**RECORDS SUPPLIED**
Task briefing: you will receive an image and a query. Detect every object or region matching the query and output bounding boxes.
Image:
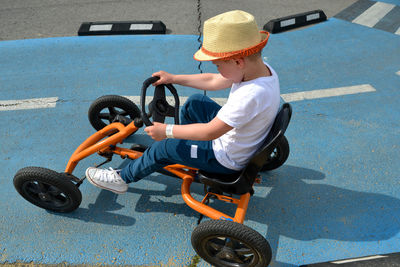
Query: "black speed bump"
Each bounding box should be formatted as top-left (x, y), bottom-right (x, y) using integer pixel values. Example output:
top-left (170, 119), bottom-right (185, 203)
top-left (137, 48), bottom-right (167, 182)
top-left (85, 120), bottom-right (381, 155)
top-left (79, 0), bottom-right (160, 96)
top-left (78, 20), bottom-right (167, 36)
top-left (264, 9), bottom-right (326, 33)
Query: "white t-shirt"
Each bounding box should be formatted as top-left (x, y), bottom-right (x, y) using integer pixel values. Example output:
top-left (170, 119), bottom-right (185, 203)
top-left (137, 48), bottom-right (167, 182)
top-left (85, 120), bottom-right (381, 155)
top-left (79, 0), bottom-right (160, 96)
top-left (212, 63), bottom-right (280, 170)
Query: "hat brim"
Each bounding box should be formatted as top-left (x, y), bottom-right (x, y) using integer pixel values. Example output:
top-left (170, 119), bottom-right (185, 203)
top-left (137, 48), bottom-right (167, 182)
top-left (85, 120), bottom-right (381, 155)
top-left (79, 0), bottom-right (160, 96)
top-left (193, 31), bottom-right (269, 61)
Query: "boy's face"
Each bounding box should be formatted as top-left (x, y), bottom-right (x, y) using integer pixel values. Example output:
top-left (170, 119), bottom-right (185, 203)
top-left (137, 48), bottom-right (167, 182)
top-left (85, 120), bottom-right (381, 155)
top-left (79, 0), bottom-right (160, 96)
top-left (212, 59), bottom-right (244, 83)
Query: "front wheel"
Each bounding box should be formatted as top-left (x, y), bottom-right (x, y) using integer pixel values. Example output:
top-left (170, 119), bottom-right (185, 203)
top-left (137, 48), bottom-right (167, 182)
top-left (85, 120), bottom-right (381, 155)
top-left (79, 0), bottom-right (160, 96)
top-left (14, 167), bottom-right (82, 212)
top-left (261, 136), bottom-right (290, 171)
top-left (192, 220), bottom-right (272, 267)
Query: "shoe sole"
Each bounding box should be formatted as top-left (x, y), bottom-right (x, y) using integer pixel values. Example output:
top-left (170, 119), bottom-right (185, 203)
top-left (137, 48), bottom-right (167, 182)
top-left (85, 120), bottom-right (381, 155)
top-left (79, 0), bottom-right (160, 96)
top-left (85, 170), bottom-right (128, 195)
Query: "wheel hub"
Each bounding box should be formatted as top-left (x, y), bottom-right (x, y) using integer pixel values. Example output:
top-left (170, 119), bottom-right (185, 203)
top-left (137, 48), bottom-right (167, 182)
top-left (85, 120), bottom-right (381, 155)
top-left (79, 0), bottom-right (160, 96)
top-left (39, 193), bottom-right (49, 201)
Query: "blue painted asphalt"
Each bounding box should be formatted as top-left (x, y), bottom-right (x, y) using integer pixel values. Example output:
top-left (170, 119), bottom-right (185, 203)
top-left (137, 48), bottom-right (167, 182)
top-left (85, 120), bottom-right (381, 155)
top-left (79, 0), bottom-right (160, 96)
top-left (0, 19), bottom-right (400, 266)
---
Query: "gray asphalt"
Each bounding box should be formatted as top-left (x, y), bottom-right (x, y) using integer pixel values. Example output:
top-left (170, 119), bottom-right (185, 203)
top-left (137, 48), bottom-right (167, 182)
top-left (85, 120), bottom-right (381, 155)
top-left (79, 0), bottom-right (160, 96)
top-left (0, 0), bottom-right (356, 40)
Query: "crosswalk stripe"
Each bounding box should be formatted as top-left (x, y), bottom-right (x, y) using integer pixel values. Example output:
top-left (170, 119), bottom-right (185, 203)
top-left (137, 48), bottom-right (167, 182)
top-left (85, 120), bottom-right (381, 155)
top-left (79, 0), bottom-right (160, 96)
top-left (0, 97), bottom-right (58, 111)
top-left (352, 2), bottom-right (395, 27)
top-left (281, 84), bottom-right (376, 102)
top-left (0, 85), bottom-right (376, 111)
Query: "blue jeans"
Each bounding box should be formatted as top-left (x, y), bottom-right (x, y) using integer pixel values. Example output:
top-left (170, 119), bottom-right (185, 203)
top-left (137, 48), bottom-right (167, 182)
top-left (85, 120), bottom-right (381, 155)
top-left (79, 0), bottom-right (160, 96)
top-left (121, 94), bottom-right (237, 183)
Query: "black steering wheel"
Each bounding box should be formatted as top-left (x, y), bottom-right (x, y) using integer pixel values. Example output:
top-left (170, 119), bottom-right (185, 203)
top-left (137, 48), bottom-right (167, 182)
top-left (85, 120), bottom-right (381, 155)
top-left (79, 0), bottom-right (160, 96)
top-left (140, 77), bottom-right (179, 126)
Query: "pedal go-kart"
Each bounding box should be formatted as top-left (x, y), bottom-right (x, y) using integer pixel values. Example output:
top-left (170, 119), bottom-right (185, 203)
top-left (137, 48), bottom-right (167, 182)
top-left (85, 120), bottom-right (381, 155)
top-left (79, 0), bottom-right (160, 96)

**SHORT PROBLEM**
Lay out everything in the material above, from the line containing "Task briefing: you" down to the line containing "top-left (212, 59), bottom-right (244, 83)", as a Markdown table with the columns Row and Line, one numbered row per line and blank lines skipped. Leave the picture out of the table.

**EXERCISE SOLUTION**
| Row | Line |
|---|---|
| 1 | Task briefing: you will receive an image and a query. Detect every object or region matching the query and output bounding boxes. |
| 2 | Image: |
| 3 | Query: "black speed bump" |
| 4 | Each bounding box should be formatted as top-left (x, y), bottom-right (x, y) using integer pixel values. Example output: |
| 5 | top-left (170, 119), bottom-right (185, 203) |
| 6 | top-left (137, 48), bottom-right (167, 182) |
| 7 | top-left (85, 120), bottom-right (381, 155) |
| 8 | top-left (79, 0), bottom-right (160, 96) |
| 9 | top-left (78, 20), bottom-right (167, 36) |
| 10 | top-left (264, 9), bottom-right (326, 33) |
| 11 | Query: "white t-shirt" |
| 12 | Each bounding box should be formatted as top-left (x, y), bottom-right (x, y) using integer pixel values. Example output: |
| 13 | top-left (170, 119), bottom-right (185, 203) |
| 14 | top-left (137, 48), bottom-right (167, 182) |
| 15 | top-left (85, 120), bottom-right (381, 155) |
| 16 | top-left (79, 0), bottom-right (160, 96) |
| 17 | top-left (212, 63), bottom-right (280, 170) |
| 18 | Query: "hat brim" |
| 19 | Each bounding box should be formatted as top-left (x, y), bottom-right (x, y) using integer pixel values. Example output: |
| 20 | top-left (170, 119), bottom-right (185, 203) |
| 21 | top-left (137, 48), bottom-right (167, 182) |
| 22 | top-left (85, 120), bottom-right (381, 155) |
| 23 | top-left (79, 0), bottom-right (160, 96) |
| 24 | top-left (193, 31), bottom-right (269, 61) |
| 25 | Query: "boy's face" |
| 26 | Each bounding box should be formatted as top-left (x, y), bottom-right (x, y) using integer pixel values. Example output: |
| 27 | top-left (170, 119), bottom-right (185, 203) |
| 28 | top-left (137, 48), bottom-right (167, 182) |
| 29 | top-left (85, 120), bottom-right (381, 155) |
| 30 | top-left (79, 0), bottom-right (160, 96) |
| 31 | top-left (212, 59), bottom-right (244, 83) |